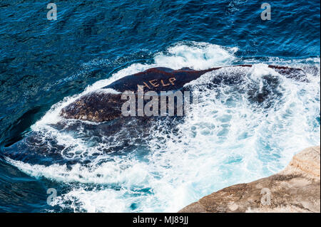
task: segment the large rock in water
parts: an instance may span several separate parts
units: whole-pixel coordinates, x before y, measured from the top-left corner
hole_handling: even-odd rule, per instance
[[[213,78],[212,83],[215,85],[238,85],[246,78],[243,68],[251,68],[251,65],[239,65],[224,67],[233,68],[233,73],[225,73],[221,70]],[[275,72],[287,78],[299,81],[306,81],[305,72],[300,68],[292,68],[285,66],[268,65]],[[87,93],[78,98],[73,102],[63,107],[60,115],[66,119],[77,119],[96,122],[113,120],[121,117],[121,107],[126,100],[121,100],[121,93],[132,91],[137,93],[138,85],[143,87],[144,92],[153,91],[159,94],[161,91],[183,91],[184,85],[196,80],[202,75],[211,71],[217,71],[220,68],[213,68],[203,70],[194,70],[190,68],[173,70],[168,68],[153,68],[143,72],[125,76],[113,83],[96,91]],[[238,69],[238,70],[237,70]],[[276,83],[272,78],[268,79],[271,84]],[[116,93],[110,93],[111,89]],[[250,92],[250,91],[249,91]],[[254,92],[256,94],[256,92]],[[263,102],[268,96],[269,92],[264,88],[262,92],[250,96],[259,102]],[[136,99],[137,100],[137,99]],[[147,102],[147,100],[146,100]],[[136,102],[137,104],[137,102]]]
[[[277,174],[225,188],[178,212],[320,212],[320,147],[310,147]]]

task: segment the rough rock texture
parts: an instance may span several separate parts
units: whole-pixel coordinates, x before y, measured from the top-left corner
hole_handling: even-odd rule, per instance
[[[178,212],[320,212],[320,147],[310,147],[277,174],[225,188]]]

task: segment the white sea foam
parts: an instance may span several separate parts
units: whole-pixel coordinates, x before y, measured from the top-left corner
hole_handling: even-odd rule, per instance
[[[283,78],[261,63],[220,70],[227,74],[244,70],[246,85],[258,90],[265,75],[278,77],[280,83],[275,89],[282,95],[268,109],[250,103],[247,93],[240,92],[247,88],[241,85],[208,88],[210,79],[218,72],[203,75],[190,83],[194,93],[202,90],[199,104],[193,106],[176,132],[168,131],[163,122],[155,124],[145,138],[148,152],[143,158],[136,155],[142,152],[138,150],[101,163],[108,154],[100,150],[109,144],[88,146],[81,137],[51,125],[61,120],[58,112],[63,107],[126,75],[156,66],[205,69],[233,64],[236,50],[203,43],[178,43],[156,54],[153,64],[133,64],[54,105],[32,130],[42,133],[44,138],[55,137],[67,147],[68,152],[62,151],[66,159],[76,154],[85,157],[100,154],[86,166],[78,164],[67,168],[8,161],[31,176],[73,183],[68,192],[58,197],[56,204],[88,212],[175,212],[213,191],[277,172],[295,152],[320,144],[320,58],[312,59],[319,74],[308,75],[310,83]],[[272,60],[269,63],[274,63]],[[283,63],[306,65],[304,62]]]

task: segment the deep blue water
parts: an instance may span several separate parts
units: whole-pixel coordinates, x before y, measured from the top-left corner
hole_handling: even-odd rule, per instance
[[[165,199],[160,197],[158,191],[162,190],[160,185],[168,186],[166,184],[172,179],[167,179],[168,175],[162,175],[161,171],[159,174],[161,176],[158,176],[163,177],[164,181],[156,181],[158,174],[155,174],[153,175],[155,180],[146,179],[144,186],[136,180],[128,183],[128,179],[131,181],[135,178],[133,176],[116,181],[103,181],[103,183],[94,179],[91,181],[90,177],[93,176],[90,174],[88,179],[85,177],[86,180],[83,181],[73,177],[57,179],[55,176],[35,174],[33,168],[40,169],[39,172],[46,169],[32,164],[41,165],[43,162],[46,166],[50,166],[50,162],[53,161],[48,157],[47,160],[37,159],[36,162],[33,159],[37,159],[36,155],[30,154],[30,147],[24,147],[24,139],[27,139],[27,135],[35,131],[31,128],[31,125],[45,116],[54,105],[64,97],[82,93],[88,85],[108,78],[121,70],[129,68],[131,70],[132,65],[149,65],[155,62],[168,63],[170,60],[164,56],[173,55],[176,58],[175,59],[185,58],[188,66],[198,64],[196,65],[198,68],[209,68],[212,60],[213,64],[218,65],[276,63],[317,67],[317,73],[314,76],[319,80],[317,79],[312,86],[315,88],[315,96],[307,95],[307,99],[314,100],[320,105],[320,88],[317,88],[320,86],[320,68],[315,66],[320,65],[320,55],[319,1],[269,2],[272,9],[270,21],[260,19],[263,11],[260,6],[263,3],[261,1],[71,0],[54,2],[58,9],[56,21],[46,19],[48,1],[1,0],[0,2],[0,211],[108,211],[111,209],[104,206],[109,207],[115,203],[121,205],[114,210],[111,208],[114,211],[168,210],[165,207],[170,205]],[[208,49],[208,46],[210,46]],[[194,54],[196,52],[188,48],[196,48],[195,51],[203,56],[189,58],[186,52],[191,51]],[[211,60],[210,58],[216,56],[212,56],[210,51],[233,48],[238,51],[226,52],[229,56],[222,57],[225,58],[223,60]],[[163,56],[165,60],[161,60],[160,57],[158,58],[158,56]],[[139,67],[135,70],[137,68]],[[304,92],[307,90],[307,88],[305,89],[298,91],[303,93],[302,97],[305,97]],[[316,145],[313,144],[315,142],[320,144],[320,138],[317,139],[317,136],[320,137],[320,107],[317,108],[317,105],[311,105],[297,107],[295,111],[299,113],[302,111],[303,115],[312,119],[302,125],[302,130],[308,134],[307,138],[300,138],[302,144]],[[287,114],[291,115],[291,112]],[[282,116],[287,117],[285,114]],[[291,120],[297,120],[293,117]],[[290,128],[285,127],[285,130],[290,130]],[[204,134],[210,134],[202,132]],[[280,132],[280,134],[286,134],[282,130]],[[244,134],[240,133],[238,136]],[[270,140],[266,142],[265,139],[271,137],[273,135],[267,132],[265,136],[262,136],[263,139],[260,137],[262,142],[260,142],[261,139],[255,139],[258,144],[256,149],[268,152],[258,154],[263,157],[259,157],[263,162],[265,162],[265,155],[269,154],[274,154],[272,158],[275,159],[281,159],[282,149],[287,147],[285,145],[278,147]],[[208,142],[206,138],[197,141],[201,142],[204,139],[204,142]],[[283,138],[282,141],[286,139],[287,138]],[[59,152],[59,143],[55,144],[56,150]],[[39,146],[34,147],[32,152],[46,152],[45,145],[40,143]],[[138,157],[148,152],[144,148],[140,149],[139,144],[135,149],[135,152],[138,152],[133,155]],[[230,149],[234,151],[233,146]],[[19,161],[29,163],[29,169],[26,167],[28,169],[26,170],[20,164],[15,165],[7,162],[4,154],[8,149],[17,154]],[[277,152],[273,153],[277,149]],[[295,152],[297,151],[293,151]],[[26,155],[26,158],[21,158],[21,154]],[[288,160],[290,154],[284,154],[286,157],[284,162]],[[172,155],[175,156],[175,154]],[[122,156],[118,158],[121,159]],[[171,157],[164,157],[170,159]],[[238,154],[228,158],[227,166],[233,162],[240,163],[243,159]],[[120,163],[117,162],[115,165]],[[262,167],[262,176],[282,169],[285,162],[275,164],[275,169],[272,170]],[[130,171],[135,171],[135,168]],[[220,166],[218,167],[219,169],[208,168],[207,169],[210,171],[220,172],[220,177],[230,180],[225,184],[218,185],[218,188],[209,186],[203,190],[198,188],[198,185],[206,185],[206,174],[200,173],[202,183],[188,182],[186,188],[193,189],[190,189],[191,192],[188,189],[184,189],[184,191],[189,191],[186,192],[185,196],[190,199],[188,201],[182,199],[183,205],[220,187],[228,186],[238,179],[238,174],[234,176],[235,173],[226,170],[228,168],[220,169],[223,168]],[[54,169],[56,169],[48,171]],[[110,169],[107,169],[110,171]],[[137,169],[139,175],[141,169]],[[154,173],[158,170],[151,171]],[[68,171],[68,167],[66,171]],[[79,171],[81,173],[83,169]],[[121,174],[129,174],[129,171]],[[142,177],[151,177],[147,174],[143,176],[148,176]],[[257,176],[252,176],[248,180]],[[185,182],[183,178],[181,181],[183,184]],[[46,191],[49,188],[56,189],[58,195],[62,196],[61,204],[54,206],[47,204]],[[128,188],[131,189],[127,190]],[[174,188],[168,186],[166,189],[170,191]],[[120,194],[118,194],[119,191],[121,191]],[[131,193],[135,194],[136,199],[131,199]],[[157,198],[148,207],[149,205],[143,204],[145,203],[144,198],[150,194]],[[108,195],[108,198],[104,195]],[[73,196],[76,198],[73,199]],[[91,203],[91,201],[93,202]],[[99,201],[103,201],[103,205],[99,204]],[[108,205],[110,201],[113,202]],[[171,207],[175,208],[175,206]]]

══════════════════════════════

= Aim =
Please copy, without any changes, the lines from the one containing "task: segment the rough rock texture" through the one containing "[[[178,212],[320,212],[320,147],[310,147],[277,174],[225,188]]]", including both of those lines.

= Solution to this problem =
task: segment the rough rock texture
parts: an instance may span several separate parts
units: whole-pixel coordinates, x before y, measured from the top-left corner
hole_handling: even-odd rule, per instance
[[[178,212],[320,212],[320,147],[310,147],[277,174],[225,188]]]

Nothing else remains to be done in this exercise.